───── Brontekst ─────

Alhoewel niet strikt noodzakelijk mis je wel een toerenteller in het display, want alhoewel de tweecilinder het met name van zijn middengebied moet hebben, wil ‘ie ook best een stukje doordraven als het moet en dan is de aanwezigheid van zo’n kleinood meer dan welkom om bijvoorbeeld niet steeds in de begrenzer te rijden. Heel vaak zul je dat echter niet doen aangezien de twin aan het eind van het toerenbereik een beetje in ademnood begint te raken en er duidelijk voelbaar voor moet werken. Nee, hij voelt zich duidelijk het meest op zijn gemak als het een tandje rustiger gaat en hij zijn 43 Nm koppel lekker kan gebruiken. De gasrespons is dan ook prima en heeft niet het licht rukkerige van de CMX500 Rebel. Dat maakt de twin van de CL500, die trouwens ook nauwelijks op trillingen te betrappen valt en lekker geciviliseerd loopt, niet alleen in het mooie smalle stuurweggetjes bezaaide achterland van Sevilla tot een uitstekend bruikbare krachtbron, ook in het drukke stadsverkeer van de Andalusische stad is het een fijn blok. Mede ook door de goed werkende zesversnellingsbak en licht werkende en goed te doseren koppeling.

In dat stadsverkeer is een stel adequate remmen met een niet al te pittige initiële bite ook geen sinecure, en ook wat dat betreft is de CL500 goed voorzien. De enkele 310mm-remschijf en tweezuiger-remklauw in het voorwiel is vriendelijk genoeg voor beginnende rijders en is voor een normale remvertraging met twee vingers te bedienen. Moet er onverhoopt een noodstop worden gemaakt, dan is de volle hand echter wel nodig. Het remhendel is trouwens net als het koppelingshendel niet verstelbaar. Voor € 42,- extra is een verstelbaar remhendel trouwens wel als optie leverbaar, én hij zit in het Travel Pack.

Met zijn 192 kilo gewicht ontpopt de CL500 in stadsverkeer zich al meteen als een lekker wendbare spring in het veld, al hebben de Dunlops in koude staat aanvankelijk de neiging wat de bocht in te vallen. Dat verdwijnt gelukkig al snel en eenmaal buiten de stad is de Honda al net zo van het meegaande soort en valt ‘ie op met makkelijk en voorspelbaar stuurgedrag, waarbij je de twin in het korte bochtenwerk door het brede stuur lekker onder je weg kunt drukken. De vering heeft een nadrukkelijk op comfort afgestemde afstelling, waarbij met name de voorvork mooi aanspreekt. Daarnaast heeft de vork voldoende reserves voor een hoger tempo, slecht wegdek en
stevige remacties. Prettig is dat de CL500 op de Dunlops trouwens geen oprichtneiging heeft als je in een bocht even moet bijremmen.

─────

● Te doen
Wil je het vervolg geven op de rijtest van de Honda CL500, beginnend na de laatste zin van de brontekst?

───── Opgeslagen gegevens ─────

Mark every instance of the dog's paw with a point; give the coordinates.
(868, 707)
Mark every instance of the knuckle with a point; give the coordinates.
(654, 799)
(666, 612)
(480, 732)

─────

● Antwoord op opdracht
Aan de achterzijde van de Honda wordt comfort ook in hoofdletters in geschreven, en dat is met name bij gematigde snelheid erg aangenaam. Maar de monoschokdempers hebben duidelijk meer moeite met een wat hoger tempo dan de voorvork. Als de bochten elkaar dan ook nog eens vlot opvolgen en het wegdek, zoals op de testroute, veel korte glooiingen kent, volgt de achtervering niet meer zo mooi en wordt de achterzijde van de Honda wat beweeglijker. Goedmoedig hoor, maar toch. Dan mist de vering duidelijk demping om de rust wat meer te bewaren.
Op de grondspeling van de Honda valt dan weer weinig aan te merken. Die is ruim voldoende, de voetsteunen raken het asfalt zeker niet te vroeg. Ook het benzineverbruik van de tweecilinder is, zoals bekend van de andere modellen met hetzelfde motorblok, een echte troef. Een echte verbruiksmeting heb ik tijdens de test helaas niet kunnen doen, maar van de andere modellen weten we dat een verbruik tussen de 1 op 25 en 1 op 28 makkelijk haalbaar is.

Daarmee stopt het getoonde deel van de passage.